(Page text)
Cost of Our AI Assistant Services
We provide free consultation to determine if our solution is suitable for your needs.
We will charge $1500 USD for the basic AI Assistant setup described above. If you need further services, maintenance, or enhancements later then we can do that at an additional cost.
What is NOT Included In Our Base Package
We have the following limitations in our base-package but we can include these services on a case-by-case basis at an additional cost.
- No live querying of the web, any database, or API is supported.
- No voice recognition or text-to-speech is supported.
- No fine-tuning or fine-tuned LLM is included. Only the foundation model is utilized as part of the base package.
- Only GPT-4 with a 128K Token context window will be utilized in our base package.
- Only text modality is supported and no image generation or analysis will be supported.
- No code interpreter/workspace will be supported.

(Given records)
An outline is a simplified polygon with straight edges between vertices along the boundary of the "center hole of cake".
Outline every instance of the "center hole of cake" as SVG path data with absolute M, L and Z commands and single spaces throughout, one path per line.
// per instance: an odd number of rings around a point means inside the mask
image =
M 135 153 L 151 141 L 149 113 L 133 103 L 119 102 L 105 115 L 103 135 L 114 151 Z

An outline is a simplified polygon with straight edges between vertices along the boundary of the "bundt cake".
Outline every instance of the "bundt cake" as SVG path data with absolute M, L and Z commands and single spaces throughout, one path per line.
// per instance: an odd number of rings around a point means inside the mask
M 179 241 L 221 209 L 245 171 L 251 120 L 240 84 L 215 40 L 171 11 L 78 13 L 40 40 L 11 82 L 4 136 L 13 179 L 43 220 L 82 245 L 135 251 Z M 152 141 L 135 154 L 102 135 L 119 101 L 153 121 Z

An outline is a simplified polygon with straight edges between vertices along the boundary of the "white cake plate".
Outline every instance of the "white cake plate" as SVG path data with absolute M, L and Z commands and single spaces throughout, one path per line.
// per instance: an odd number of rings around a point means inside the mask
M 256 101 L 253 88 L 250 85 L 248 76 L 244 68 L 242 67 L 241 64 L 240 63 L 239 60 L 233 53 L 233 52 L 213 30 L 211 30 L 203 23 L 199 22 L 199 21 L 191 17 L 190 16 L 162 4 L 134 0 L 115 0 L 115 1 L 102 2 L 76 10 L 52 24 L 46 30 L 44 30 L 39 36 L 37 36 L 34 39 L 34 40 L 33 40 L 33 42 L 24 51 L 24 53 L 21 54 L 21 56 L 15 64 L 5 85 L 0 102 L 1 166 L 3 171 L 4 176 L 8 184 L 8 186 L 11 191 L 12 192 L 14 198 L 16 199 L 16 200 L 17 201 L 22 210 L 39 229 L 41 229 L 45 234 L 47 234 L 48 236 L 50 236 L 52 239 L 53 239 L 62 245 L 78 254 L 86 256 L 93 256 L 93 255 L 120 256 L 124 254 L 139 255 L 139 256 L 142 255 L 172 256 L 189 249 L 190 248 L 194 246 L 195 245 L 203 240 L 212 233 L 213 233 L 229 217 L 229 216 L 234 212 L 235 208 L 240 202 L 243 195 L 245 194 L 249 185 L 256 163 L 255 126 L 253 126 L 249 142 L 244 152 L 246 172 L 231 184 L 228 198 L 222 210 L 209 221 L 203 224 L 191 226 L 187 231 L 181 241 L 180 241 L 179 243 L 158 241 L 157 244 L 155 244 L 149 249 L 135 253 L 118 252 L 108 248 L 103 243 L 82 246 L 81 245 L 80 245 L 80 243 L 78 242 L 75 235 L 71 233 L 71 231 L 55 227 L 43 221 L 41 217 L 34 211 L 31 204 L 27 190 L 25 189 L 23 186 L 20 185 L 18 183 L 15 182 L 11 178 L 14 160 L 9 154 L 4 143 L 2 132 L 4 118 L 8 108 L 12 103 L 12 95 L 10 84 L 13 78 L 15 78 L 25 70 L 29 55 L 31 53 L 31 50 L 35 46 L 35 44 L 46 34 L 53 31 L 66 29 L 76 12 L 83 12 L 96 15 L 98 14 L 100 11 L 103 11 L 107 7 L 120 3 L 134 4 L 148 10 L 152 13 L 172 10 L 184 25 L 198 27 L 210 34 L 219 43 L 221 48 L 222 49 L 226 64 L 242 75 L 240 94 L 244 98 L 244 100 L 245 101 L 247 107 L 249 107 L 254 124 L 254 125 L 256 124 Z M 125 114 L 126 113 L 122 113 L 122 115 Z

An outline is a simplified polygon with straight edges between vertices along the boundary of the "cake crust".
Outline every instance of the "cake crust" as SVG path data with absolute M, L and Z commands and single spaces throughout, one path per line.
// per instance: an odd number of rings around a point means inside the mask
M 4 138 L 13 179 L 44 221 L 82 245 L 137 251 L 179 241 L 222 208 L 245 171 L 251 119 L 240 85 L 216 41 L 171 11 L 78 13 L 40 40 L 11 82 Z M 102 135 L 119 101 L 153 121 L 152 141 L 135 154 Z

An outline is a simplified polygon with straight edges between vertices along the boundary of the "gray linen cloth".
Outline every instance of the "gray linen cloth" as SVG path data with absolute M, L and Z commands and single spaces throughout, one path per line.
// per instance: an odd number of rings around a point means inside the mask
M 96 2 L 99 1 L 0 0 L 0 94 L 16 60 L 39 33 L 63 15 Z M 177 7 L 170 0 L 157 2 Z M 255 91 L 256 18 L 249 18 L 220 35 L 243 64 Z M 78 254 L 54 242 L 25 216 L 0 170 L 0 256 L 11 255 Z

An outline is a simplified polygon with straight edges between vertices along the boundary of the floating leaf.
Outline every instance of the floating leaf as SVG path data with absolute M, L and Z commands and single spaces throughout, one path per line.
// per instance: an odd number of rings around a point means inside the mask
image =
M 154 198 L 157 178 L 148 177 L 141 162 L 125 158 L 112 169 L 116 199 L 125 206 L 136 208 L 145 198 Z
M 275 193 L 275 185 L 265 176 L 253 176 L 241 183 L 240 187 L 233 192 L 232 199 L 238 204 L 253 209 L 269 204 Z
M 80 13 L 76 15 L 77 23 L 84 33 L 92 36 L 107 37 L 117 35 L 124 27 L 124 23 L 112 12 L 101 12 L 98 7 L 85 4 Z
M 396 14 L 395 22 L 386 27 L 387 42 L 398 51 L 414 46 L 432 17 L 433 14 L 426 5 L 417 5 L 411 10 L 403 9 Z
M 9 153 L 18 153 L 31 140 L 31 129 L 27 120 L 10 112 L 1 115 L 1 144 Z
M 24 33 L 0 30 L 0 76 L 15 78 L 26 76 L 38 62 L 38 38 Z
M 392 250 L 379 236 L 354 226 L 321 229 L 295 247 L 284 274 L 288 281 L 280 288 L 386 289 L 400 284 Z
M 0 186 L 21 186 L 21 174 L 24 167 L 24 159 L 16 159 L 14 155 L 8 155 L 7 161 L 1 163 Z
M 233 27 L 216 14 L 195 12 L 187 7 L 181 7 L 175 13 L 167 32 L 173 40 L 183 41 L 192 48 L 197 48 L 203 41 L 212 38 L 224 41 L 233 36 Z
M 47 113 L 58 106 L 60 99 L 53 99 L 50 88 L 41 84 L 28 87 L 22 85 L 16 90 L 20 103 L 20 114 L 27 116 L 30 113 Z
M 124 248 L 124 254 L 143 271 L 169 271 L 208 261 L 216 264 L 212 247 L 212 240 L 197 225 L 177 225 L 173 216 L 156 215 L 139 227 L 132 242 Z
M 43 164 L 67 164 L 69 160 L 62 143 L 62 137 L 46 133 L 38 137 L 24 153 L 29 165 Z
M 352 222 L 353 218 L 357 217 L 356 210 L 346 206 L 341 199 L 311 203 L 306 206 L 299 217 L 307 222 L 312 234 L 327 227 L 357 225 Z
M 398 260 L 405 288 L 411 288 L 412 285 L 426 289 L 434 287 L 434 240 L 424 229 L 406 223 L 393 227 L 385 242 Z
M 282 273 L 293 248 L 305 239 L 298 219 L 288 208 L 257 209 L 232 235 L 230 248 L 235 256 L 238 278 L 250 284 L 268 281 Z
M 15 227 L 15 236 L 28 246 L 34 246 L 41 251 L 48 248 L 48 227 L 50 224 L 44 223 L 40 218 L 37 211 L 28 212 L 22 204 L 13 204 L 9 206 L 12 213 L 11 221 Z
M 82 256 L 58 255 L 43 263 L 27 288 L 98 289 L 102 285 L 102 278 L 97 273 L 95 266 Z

(Task requirements)
a: Output the passage of the AI Assistant pricing text from "- No live querying" to "the base package.".
b: Using the AI Assistant pricing text, decide whether each statement agrees with it: (i) The base package includes voice recognition. (ii) The initial consultation is offered free of charge. (iii) The base package relies on a fine-tuned model. For each statement, answer yes or no and quote the deciding words.
c: Resume the AI Assistant pricing text after its final sentence.

(Responses for each task)
a:
- No live querying of the web, any database, or API is supported.
- No voice recognition or text-to-speech is supported.
- No fine-tuning or fine-tuned LLM is included. Only the foundation model is utilized as part of the base package.

b:
(i) No: "No voice recognition or text-to-speech is supported."
(ii) Yes: "We provide free consultation to determine if our solution is suitable for your needs."
(iii) No: "Only the foundation model is utilized as part of the base package."

c:
Cost to Self-host an AI Assistant
The cost of deploying a self-hosted AI Assistant can vary greatly depending on scalability, security, and high availability requirements. But to get started for about ~20 users, the total monthly cost is about $200 USD. It will go up from there as the number of users and consumption increases. For a large deployment, the cost can be about $500 per month. But understand that this cost is nothing compared to the amount of time it would save for each employee. While it’s possible for you to use AI Assistant as a Service companies who are external to your company, they may not offer the same level of control or customizability as a self-hosted solution.
Results and Limitations
Based on our experience, AI Assistants can boost productivity significantly, but the results will depend on your domain, quality of the documentation, and the knowledge store. One thing is sure, you can’t ignore this technology. Organizations that are able to harness the power of AI will have a competitive edge over their competitors.